(Beginning of Text for analysis)
The optimistic intellectual heavyweight

16 July 2020
What happens when the Catholic Church returns to its normal liturgical life after the pandemic is over? Following the long and almost used to it stay away period from the Sunday Services, would the Catholics across the world attend again the Masses?

Many are the unanswered questions that people, communities and even the Church itself should face in terms of the world pandemic and its aftermath. One of them is what the liturgical life will be like after the quarantine. Recently, in a message to his fellow priests in Rome, the Pope’s personal secretary warned that the pastors ought to appear physically in person amongst their herds, otherwise worshippers are going to abandon the Church, since they might have the feeling of being abandoned by their Church.
Of course, even quite the contrary can also happen, a moving into the opposite direction will start, and the forced social distancing will deepen the longings for the sacraments and the community. Angelo Bagnasco, the guest speaker of the 52 nd International Eucharistic Congress, is for the latter position.

“I’m certain that after the emergency is over, Christians will return to our churches for the Mass with a greater awareness.”

- said Cardinal Angelo Bagnasco in his interview in March with the Italian newspaper Il Secolo XIX. He also added that as to his opinion, from now on we would live differently, either being a faithful or a citizen.

Mostly guessing have been worded so far on the various communities’ response to the changing world. Likely we would experience both directions over the time.
Angelo Bagnasco is one of the guest speakers of the Catholic World Meeting to be held next year in Budapest. The Cardinal was born in 1943, and was ordained a priest in 1966. He was appointed Bishop in 1998, and Archbishop in 2000 by Pope John Paul. Named to Genoa Archbishop in 2006 by Pope Benedict XIV. Elevated to the rank of Cardinal in 2007 while nominated as President of the Italian Bishops’ Conference the very same year. During the recent 4 years he also serves as President of the Council of the Bishops’ Conferences of Europe. John Allen, the CNN’s Vatican specialist described him as of being “fairly savvy about both secular politics and the media.” The church historian, Matthew Bunson called Bagnasco as an intellectual heavyweight.
Bagnasco’s words are broadly followed, and not only within the clergy. Many listened him, when amidst the days of the world pandemic, at the end of March he celebrated a live streamed Mass in the empty chapel of the Genoa San Martino Hospital. The situation was illustrated with a touching story from his personal life: “When I was a kid, until it was time for dinner, I was playing in an alleyway in the rubble of the post war.” – recalled Bagnasco. “When I had yelled up from the street, my mom opened the door, was calling my name, afraid for me since the stairway was dark. So I could follow the sound of her voice until making my way up to the fourth floor, where she’d came out, took my hand and warmly hugged me.” […] “This is what it’s like for us on the present dark stairway of our life. God’s reassuring voice and his outstretched arms are directing us.”
(End of Text for analysis)
(Beginning of Given records)
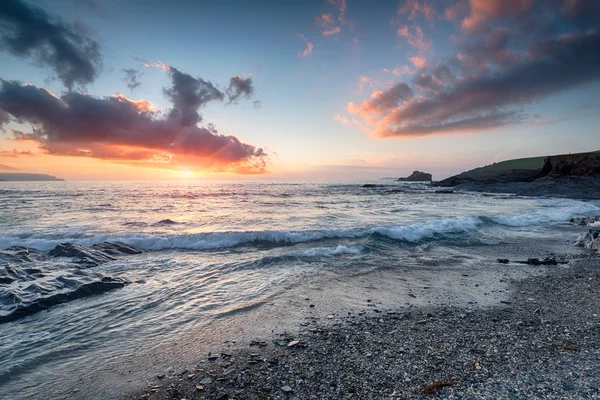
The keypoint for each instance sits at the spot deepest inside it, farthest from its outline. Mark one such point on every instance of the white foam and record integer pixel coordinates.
(325, 251)
(551, 211)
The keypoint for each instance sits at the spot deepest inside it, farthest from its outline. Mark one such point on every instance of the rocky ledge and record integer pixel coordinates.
(417, 176)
(End of Given records)
-- Work instructions --
According to the article about Cardinal Angelo Bagnasco, in what year was he ordained a priest?

-- Answer space --
1966